Raw records
>>>>>

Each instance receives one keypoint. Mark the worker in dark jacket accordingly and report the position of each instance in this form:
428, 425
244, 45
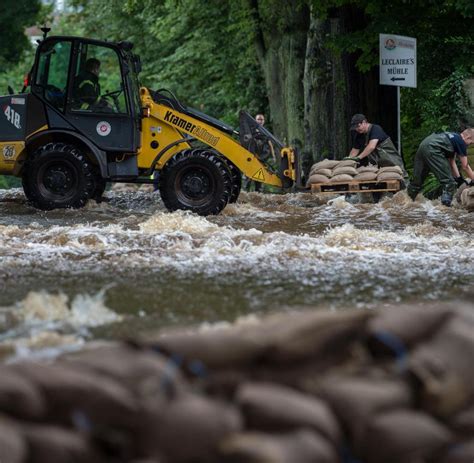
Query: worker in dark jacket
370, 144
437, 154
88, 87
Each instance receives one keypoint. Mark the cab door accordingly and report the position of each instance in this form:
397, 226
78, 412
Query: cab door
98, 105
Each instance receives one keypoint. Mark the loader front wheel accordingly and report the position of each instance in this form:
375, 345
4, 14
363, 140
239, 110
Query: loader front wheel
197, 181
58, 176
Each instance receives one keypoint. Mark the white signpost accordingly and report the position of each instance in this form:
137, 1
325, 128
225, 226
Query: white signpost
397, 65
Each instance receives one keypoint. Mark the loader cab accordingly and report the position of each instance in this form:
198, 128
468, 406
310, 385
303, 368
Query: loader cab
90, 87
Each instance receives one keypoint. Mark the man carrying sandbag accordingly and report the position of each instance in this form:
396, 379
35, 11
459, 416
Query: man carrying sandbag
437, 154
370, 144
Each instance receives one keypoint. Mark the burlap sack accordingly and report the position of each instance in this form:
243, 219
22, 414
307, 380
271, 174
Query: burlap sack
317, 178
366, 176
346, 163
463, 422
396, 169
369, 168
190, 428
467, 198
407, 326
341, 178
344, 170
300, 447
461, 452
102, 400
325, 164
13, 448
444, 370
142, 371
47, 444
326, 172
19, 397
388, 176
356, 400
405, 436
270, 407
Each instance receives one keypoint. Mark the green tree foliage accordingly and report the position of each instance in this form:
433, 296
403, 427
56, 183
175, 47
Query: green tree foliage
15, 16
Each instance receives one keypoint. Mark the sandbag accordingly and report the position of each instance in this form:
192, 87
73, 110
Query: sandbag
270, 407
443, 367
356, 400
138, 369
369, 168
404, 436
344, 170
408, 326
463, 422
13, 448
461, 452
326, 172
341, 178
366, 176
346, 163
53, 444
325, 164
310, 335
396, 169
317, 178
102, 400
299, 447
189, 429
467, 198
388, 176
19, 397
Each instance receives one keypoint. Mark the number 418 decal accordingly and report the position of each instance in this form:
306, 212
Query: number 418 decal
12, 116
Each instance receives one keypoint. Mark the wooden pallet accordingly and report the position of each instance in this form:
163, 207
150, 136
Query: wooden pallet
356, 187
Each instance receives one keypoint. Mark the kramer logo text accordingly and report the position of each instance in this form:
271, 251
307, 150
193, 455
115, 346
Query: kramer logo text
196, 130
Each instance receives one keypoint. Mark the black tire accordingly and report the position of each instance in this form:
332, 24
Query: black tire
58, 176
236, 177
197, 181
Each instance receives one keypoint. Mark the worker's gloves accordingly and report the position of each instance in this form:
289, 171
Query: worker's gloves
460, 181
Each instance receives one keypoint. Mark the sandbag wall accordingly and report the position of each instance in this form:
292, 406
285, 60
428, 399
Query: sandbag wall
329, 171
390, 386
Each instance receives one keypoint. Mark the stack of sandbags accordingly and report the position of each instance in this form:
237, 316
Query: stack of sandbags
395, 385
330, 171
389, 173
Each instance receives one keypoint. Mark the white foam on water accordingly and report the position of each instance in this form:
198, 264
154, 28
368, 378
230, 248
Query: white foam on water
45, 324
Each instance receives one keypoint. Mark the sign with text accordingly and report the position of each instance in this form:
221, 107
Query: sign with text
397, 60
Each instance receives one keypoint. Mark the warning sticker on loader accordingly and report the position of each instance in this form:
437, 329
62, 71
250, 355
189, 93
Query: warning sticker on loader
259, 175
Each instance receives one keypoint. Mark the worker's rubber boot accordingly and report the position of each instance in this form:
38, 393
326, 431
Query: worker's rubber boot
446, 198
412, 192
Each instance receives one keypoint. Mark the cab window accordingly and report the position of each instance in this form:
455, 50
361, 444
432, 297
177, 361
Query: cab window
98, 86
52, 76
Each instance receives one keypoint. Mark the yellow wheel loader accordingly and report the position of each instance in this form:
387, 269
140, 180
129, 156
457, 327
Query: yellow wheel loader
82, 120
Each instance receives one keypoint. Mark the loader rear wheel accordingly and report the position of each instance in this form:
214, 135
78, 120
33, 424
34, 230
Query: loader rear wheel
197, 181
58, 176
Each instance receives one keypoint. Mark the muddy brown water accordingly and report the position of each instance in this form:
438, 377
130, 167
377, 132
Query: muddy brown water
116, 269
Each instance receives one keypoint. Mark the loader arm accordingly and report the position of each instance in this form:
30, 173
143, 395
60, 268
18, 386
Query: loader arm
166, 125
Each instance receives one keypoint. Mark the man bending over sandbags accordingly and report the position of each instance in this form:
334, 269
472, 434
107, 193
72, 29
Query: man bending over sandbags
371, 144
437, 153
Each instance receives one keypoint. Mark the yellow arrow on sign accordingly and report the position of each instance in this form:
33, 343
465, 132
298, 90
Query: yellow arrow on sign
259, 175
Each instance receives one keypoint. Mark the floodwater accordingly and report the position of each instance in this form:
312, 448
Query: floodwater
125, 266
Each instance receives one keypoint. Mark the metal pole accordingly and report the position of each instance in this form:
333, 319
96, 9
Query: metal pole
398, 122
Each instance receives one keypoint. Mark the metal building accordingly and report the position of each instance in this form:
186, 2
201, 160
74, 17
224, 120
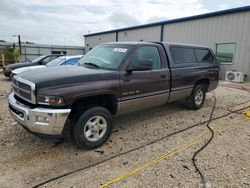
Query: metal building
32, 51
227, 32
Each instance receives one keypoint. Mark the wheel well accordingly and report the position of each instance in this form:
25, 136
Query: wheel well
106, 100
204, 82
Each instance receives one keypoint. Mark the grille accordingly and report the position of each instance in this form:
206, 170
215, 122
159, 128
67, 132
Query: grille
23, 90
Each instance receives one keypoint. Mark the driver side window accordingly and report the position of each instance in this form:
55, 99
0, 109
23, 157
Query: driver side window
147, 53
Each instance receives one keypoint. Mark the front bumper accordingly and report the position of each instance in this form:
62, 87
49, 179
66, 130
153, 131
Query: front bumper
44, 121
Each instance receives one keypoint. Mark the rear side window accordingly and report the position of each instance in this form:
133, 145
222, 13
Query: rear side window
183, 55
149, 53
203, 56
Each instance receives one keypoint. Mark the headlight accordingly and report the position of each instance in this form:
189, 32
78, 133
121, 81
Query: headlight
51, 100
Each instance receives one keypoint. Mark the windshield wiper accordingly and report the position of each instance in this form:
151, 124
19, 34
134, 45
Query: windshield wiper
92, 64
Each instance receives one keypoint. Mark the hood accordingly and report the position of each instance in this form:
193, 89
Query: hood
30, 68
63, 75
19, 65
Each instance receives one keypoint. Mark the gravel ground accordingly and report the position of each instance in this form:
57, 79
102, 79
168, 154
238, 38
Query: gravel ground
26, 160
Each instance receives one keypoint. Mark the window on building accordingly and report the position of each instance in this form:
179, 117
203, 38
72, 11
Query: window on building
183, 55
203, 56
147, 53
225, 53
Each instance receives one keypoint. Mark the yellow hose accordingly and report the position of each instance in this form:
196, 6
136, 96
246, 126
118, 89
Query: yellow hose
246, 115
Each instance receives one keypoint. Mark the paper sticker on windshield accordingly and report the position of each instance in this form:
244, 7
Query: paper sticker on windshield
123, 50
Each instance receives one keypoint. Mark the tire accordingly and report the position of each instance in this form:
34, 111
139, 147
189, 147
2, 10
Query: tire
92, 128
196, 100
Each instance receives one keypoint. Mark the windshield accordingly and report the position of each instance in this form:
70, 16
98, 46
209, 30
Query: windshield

<<<<<

:: What needs to be done ::
Retype the rows above verbatim, leaving out the pictures.

:: Exercise output ::
Each instance receives one keypoint. Mark the worker in dark jacket accordingly and report the position of each instance in this form:
428, 425
244, 45
Query: worker in dark jacket
370, 144
437, 154
88, 87
Each instance receives one keypoint. Mark the cab door accordingly and report the position of each instance in this form:
397, 226
78, 412
Query: cab door
98, 105
Each instance receives one keypoint. Mark the loader front wheel accordingly and report the position of each instance in this form:
375, 345
4, 14
363, 140
239, 110
Query: loader front wheel
197, 181
58, 176
Each instance receives one keypoint. Mark the white signpost accordingly and report the position of each instance in this form:
137, 1
325, 128
225, 226
Query: white signpost
397, 65
Each instance receives one keypoint. Mark the loader cab accordingly and report the position of each instance in this form:
198, 128
468, 406
310, 385
303, 368
Query: loader cab
90, 87
Each instance receives one keypoint. Mark the man carrying sandbag accordingly and report the position of each instance in this form:
396, 379
35, 11
459, 416
Query: man carrying sandbag
437, 154
370, 144
Each instance receives one keypoint. Mark the burlap sack accordingly and report the position of each instance in this form:
243, 219
22, 414
307, 380
271, 174
Query: burlap sack
317, 178
366, 176
346, 163
463, 422
396, 169
369, 168
190, 428
467, 198
407, 326
341, 178
344, 170
300, 447
461, 452
102, 400
325, 164
13, 448
444, 370
142, 371
47, 444
326, 172
19, 397
388, 176
356, 400
405, 436
270, 407
Each instance receives one keypoint. Mark the green tree foliage accordingly and report the position of each instance in this form:
433, 296
403, 427
56, 183
175, 47
Query: green tree foliage
15, 16
Each instance receives one keypoint. Mark the sandbag accordingly and report the position of each instance in this form:
192, 87
73, 110
Query: sandbag
270, 407
443, 367
356, 400
138, 369
369, 168
404, 436
344, 170
408, 326
463, 422
13, 448
461, 452
326, 172
341, 178
366, 176
346, 163
53, 444
325, 164
310, 335
396, 169
317, 178
102, 400
299, 447
189, 429
467, 198
388, 176
19, 397
Each instance receives one keypoint. Mark the number 418 decal accordingly and report the position of each instance in this form:
306, 212
Query: number 418 decal
12, 116
Each instance receives one keypoint. Mark the wooden pallet accordingly and report the position of each instance in this form:
163, 207
150, 136
Query: wooden pallet
356, 187
Each instance receives one keypoint. Mark the kramer logo text accordingly and report the position of each instance in this form:
271, 251
307, 150
193, 455
115, 346
Query: kramer logo text
196, 130
Each instance receives one keypoint. Mark the black tire accordingly and report the position of each instance in this form:
332, 24
Query: black tire
58, 176
236, 177
197, 181
Each instance receives one keypoint. Mark the worker's gloves accordingly and report the position of each instance in this form:
289, 171
Query: worker's gloves
460, 181
Each instance receives one keypoint. Mark the sandbag wall accordingly and report the position of each instance in this form:
292, 406
285, 60
428, 399
Query: sandbag wall
329, 171
390, 386
Each instance receives one keypoint. Mark the stack of sandbags accordingly and report the position of each instance in this form:
237, 316
Query: stack of sandbags
395, 385
330, 171
389, 173
Each instance receives one keypoint. Mark the white foam on water accordingly and report the position of each instance in this form:
198, 264
154, 28
368, 378
230, 248
Query: white foam on water
45, 324
Each instance receives one keypoint. Mark the sign with text accordingly and report the position of each instance in this form:
221, 107
Query: sign with text
397, 60
Each instance receives one keypoint. Mark the warning sticker on loader accordingly and report the position of each instance in this form:
437, 329
62, 71
250, 355
189, 93
Query: warning sticker on loader
259, 175
Each instance receives one keypoint. Mark the worker's rubber boot accordingly and report the position of each instance in this form:
38, 393
326, 431
Query: worker's rubber boot
446, 198
412, 192
Each instance receives one keypoint. Mark the cab window accordingly and report the position of each instance in this form:
455, 50
361, 444
432, 297
177, 361
Query: cab window
98, 86
52, 76
Each instance receives one keypoint. Mark the yellow wheel loader accordingly and report the position of each instance in this form:
387, 269
140, 180
129, 156
457, 327
Query: yellow wheel loader
82, 120
Each instance receives one keypoint. Mark the loader rear wheel accordingly and report the position of each instance in this form:
214, 135
78, 120
33, 424
34, 230
Query: loader rear wheel
197, 181
58, 176
Each instance receives one keypoint. Mark the muddy brown water accordingly and report the position of each instance in this form:
438, 377
130, 167
377, 132
Query: muddy brown water
116, 269
Each instance receives one keypoint. Mark the loader arm accordingly and report the position of each instance in this form:
30, 173
143, 395
60, 268
18, 386
Query: loader arm
166, 125
Each instance receives one keypoint. Mark the man bending over sandbags accordingly and report the position of each instance in this form:
334, 269
472, 434
107, 193
72, 29
Query: man bending over sandbags
371, 144
437, 153
Each instance receives one keypoint. Mark the yellow arrow on sign accordingly and report the position of each instance in this form:
33, 343
465, 132
298, 90
Query: yellow arrow on sign
259, 175
Each instance receives one keypoint. Mark the floodwater accordingly and report the position of each instance in this form:
312, 448
Query: floodwater
125, 266
Each instance receives one keypoint. Mark the metal pole accordingly and report the position of each instance in this form:
333, 319
96, 9
Query: metal pole
398, 122
Each instance receives one keypoint. Mark the metal building accordingly and report the position of each instance in this form:
186, 2
201, 160
74, 17
224, 120
Query: metal building
32, 51
227, 32
Each instance receives one keypoint. Mark the wheel well accordingly and report the position of each instance in this form:
25, 136
Query: wheel well
106, 100
204, 82
Each instance receives one keypoint. Mark the grille accordingly and report the position of each instance in this form:
206, 170
215, 122
159, 128
67, 132
Query: grille
23, 90
Each instance receives one keypoint. Mark the driver side window accordingly and report the position of each instance in this form:
55, 99
0, 109
23, 157
Query: driver side window
147, 53
Each instance receives one keypoint. Mark the front bumper accordingly and report the position of each instance in this form:
62, 87
49, 179
66, 130
153, 131
Query: front bumper
44, 121
Each instance receives one keypoint. Mark the rear side window accordingly and report the position of each instance in this form:
133, 145
222, 13
Query: rear side window
183, 55
149, 53
203, 56
Each instance receives one keypoint. Mark the headlight accordingly and report the position of each instance in this form:
189, 32
78, 133
121, 81
Query: headlight
51, 100
Each instance receives one keypoint. Mark the windshield wiper accordingly and report the position of each instance in this form:
151, 124
19, 34
134, 45
Query: windshield wiper
92, 64
Each instance receives one keypoint. Mark the hood accordingly and report the position of each instance in this form:
193, 89
Query: hood
30, 68
63, 75
19, 65
Each instance receives one keypoint. Mark the gravel ground accordingly and report the position of each instance in this form:
57, 79
102, 79
168, 154
238, 38
Query: gravel ground
26, 160
Each instance receives one keypoint. Mark the window on building accordingly and report the position of each instance in this form:
179, 117
203, 38
72, 11
Query: window on building
183, 55
203, 56
147, 53
225, 53
Each instance receives one keypoint. Mark the yellow hose accordingly and report the position of each instance in this form:
196, 6
136, 96
246, 126
118, 89
Query: yellow hose
246, 115
Each instance receives one keypoint. Mark the paper sticker on windshield accordingly and report the position of each instance in this form:
244, 7
Query: paper sticker on windshield
123, 50
Each instance receives one keypoint. Mark the tire accordingly and report the position of each instance in this form:
34, 111
139, 147
189, 147
2, 10
Query: tire
92, 128
196, 100
Each instance receives one keypoint. Mark the windshield accordingly and report the position of each instance in this form:
70, 16
98, 46
209, 30
Query: windshield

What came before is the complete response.